• What is needed
Copy the lines below that contain "correct".

Task material START

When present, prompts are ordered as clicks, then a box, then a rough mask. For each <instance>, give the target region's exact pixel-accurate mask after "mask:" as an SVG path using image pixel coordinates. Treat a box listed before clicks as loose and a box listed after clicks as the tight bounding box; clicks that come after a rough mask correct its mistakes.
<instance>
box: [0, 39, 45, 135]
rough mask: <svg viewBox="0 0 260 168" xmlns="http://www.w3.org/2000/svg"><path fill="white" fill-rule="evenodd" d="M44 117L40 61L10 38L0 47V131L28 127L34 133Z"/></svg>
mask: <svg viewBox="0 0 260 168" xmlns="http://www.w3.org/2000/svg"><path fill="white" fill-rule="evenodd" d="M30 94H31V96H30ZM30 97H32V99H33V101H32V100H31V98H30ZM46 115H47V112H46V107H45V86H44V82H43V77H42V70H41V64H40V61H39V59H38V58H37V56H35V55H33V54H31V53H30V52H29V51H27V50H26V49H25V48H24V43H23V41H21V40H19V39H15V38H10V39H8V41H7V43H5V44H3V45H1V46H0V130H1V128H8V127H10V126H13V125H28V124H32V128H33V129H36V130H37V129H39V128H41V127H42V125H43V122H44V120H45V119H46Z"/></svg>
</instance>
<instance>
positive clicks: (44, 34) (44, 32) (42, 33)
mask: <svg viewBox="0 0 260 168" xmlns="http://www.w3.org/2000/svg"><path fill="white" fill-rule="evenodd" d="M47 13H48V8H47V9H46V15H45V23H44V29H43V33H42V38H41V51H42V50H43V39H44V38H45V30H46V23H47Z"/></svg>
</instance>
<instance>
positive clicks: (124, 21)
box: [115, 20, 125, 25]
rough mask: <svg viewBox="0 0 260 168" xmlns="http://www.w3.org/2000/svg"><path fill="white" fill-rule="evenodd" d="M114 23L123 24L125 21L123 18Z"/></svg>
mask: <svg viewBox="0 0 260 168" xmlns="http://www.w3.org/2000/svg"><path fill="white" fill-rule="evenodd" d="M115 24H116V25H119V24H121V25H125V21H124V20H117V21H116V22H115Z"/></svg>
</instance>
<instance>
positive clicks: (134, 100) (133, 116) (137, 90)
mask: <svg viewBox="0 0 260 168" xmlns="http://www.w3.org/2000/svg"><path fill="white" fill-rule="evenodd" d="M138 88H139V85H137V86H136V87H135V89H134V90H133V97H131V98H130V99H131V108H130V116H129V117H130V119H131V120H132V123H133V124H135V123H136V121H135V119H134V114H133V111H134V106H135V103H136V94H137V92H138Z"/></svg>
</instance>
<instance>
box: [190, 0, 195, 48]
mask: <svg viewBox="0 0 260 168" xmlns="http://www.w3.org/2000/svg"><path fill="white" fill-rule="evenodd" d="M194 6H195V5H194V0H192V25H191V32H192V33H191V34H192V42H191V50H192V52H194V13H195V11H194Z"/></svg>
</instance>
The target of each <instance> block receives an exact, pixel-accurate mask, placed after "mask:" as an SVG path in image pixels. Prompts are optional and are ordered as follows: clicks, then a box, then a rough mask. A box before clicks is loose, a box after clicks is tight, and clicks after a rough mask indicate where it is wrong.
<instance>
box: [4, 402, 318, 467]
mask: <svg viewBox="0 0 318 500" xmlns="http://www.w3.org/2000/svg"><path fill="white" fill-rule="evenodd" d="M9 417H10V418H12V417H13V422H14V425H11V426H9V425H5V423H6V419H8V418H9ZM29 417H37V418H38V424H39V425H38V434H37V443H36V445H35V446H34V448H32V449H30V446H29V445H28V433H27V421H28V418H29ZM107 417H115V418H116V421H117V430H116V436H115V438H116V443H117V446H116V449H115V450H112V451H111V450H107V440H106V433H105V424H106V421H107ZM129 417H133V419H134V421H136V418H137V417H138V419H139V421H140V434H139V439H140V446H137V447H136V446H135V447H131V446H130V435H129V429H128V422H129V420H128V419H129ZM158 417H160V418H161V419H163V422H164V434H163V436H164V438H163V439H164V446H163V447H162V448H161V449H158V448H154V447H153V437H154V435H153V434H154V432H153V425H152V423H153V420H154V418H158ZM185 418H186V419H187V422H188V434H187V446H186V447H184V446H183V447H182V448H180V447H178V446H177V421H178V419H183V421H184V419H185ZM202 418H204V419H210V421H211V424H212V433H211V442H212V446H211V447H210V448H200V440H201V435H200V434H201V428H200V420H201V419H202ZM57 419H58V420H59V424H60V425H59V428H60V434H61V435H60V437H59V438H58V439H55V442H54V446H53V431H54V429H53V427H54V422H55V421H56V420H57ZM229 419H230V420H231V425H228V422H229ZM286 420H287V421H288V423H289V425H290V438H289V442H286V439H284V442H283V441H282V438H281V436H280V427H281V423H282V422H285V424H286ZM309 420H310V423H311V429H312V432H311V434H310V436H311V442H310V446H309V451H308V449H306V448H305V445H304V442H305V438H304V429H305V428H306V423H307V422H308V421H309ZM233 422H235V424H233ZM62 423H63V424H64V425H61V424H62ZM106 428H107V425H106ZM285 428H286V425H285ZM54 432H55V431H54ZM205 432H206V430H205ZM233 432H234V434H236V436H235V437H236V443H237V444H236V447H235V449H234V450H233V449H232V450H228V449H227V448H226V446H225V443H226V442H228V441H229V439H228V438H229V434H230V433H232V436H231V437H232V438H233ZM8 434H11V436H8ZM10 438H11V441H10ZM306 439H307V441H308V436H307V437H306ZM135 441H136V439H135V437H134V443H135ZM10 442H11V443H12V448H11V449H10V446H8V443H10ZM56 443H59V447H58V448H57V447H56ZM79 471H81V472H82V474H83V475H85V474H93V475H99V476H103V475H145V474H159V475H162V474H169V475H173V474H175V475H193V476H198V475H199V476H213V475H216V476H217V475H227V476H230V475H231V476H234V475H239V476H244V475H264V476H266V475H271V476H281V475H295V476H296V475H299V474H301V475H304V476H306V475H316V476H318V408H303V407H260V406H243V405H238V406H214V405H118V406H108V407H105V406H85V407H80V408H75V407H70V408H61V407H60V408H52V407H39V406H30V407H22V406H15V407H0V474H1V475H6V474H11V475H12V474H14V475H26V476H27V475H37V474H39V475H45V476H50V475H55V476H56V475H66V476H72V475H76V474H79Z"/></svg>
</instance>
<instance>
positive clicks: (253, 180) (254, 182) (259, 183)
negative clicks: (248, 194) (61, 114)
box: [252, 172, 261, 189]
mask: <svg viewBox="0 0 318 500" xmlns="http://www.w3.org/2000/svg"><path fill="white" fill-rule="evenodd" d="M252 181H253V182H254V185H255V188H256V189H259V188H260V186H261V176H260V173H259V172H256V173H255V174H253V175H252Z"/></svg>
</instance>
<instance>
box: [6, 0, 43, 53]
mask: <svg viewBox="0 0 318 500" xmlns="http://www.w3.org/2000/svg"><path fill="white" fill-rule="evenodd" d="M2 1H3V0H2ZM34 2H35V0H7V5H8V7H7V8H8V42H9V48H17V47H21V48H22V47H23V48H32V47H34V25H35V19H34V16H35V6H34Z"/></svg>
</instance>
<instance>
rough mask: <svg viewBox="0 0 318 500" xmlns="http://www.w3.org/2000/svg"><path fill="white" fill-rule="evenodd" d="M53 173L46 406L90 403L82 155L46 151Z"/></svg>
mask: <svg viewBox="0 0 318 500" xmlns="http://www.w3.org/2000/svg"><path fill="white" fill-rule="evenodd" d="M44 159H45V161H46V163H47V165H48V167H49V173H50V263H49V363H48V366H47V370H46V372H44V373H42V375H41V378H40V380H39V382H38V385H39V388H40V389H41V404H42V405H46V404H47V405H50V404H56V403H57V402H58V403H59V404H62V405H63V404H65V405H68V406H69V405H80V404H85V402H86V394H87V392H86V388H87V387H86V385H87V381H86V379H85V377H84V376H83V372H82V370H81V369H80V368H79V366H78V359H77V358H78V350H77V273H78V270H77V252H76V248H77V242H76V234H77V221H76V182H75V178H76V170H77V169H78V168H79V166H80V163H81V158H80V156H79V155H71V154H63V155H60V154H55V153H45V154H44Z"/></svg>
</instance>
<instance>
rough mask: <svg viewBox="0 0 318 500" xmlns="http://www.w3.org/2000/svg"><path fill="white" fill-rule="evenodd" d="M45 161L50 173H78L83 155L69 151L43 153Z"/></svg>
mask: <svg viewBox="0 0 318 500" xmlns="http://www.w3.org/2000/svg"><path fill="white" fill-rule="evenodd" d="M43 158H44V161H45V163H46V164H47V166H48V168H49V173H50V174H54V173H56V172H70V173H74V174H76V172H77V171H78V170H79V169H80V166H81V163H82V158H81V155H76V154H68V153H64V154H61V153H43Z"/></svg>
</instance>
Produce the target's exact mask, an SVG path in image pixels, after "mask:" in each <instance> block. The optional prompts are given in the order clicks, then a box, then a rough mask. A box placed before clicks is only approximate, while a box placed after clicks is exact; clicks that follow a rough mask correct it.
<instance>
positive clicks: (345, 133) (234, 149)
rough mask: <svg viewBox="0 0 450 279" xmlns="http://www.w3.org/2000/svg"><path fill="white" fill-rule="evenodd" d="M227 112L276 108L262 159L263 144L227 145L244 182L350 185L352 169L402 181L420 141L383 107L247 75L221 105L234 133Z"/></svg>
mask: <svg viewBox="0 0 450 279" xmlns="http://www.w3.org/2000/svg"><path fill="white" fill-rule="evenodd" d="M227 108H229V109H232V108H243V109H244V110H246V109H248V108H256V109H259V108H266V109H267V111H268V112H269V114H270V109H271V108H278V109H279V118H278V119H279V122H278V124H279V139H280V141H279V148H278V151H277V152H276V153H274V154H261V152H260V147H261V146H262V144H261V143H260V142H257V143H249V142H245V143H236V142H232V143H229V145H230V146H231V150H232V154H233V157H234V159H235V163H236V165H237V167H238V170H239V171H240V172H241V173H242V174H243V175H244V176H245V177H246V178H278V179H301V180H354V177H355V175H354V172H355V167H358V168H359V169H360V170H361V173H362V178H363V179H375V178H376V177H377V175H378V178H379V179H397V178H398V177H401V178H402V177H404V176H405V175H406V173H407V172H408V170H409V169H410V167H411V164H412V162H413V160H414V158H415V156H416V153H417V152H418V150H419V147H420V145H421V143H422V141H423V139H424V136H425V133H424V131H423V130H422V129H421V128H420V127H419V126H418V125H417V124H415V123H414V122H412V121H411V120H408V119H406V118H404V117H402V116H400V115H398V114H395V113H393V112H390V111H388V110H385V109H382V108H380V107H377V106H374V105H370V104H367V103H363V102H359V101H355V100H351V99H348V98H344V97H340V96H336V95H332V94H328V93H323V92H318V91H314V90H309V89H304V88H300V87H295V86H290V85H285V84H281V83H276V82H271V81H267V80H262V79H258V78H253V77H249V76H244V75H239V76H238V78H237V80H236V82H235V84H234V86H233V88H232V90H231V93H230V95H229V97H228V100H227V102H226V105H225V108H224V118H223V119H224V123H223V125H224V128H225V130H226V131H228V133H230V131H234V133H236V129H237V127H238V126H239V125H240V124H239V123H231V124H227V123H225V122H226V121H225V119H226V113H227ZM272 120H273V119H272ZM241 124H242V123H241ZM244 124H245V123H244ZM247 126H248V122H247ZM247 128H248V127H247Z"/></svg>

Task material END

• Response below
When present, prompts are ordered as clicks, then a box, then a rough mask. For each <instance>, give the target region's exact pixel-accurate mask after "mask:" as an SVG path using image pixel coordinates. Treat a box listed before clicks as loose and a box listed after clicks as the tight bounding box; clicks that come after a rough mask correct its mistakes.
Produce the target's exact mask, an SVG path in image pixels, after "mask:" in each <instance> block. The optional prompts are given in the order clicks, then a box, then a rough mask. A box placed before clicks is only approximate, while a box placed after clicks is exact; clicks that follow a rough mask correct it.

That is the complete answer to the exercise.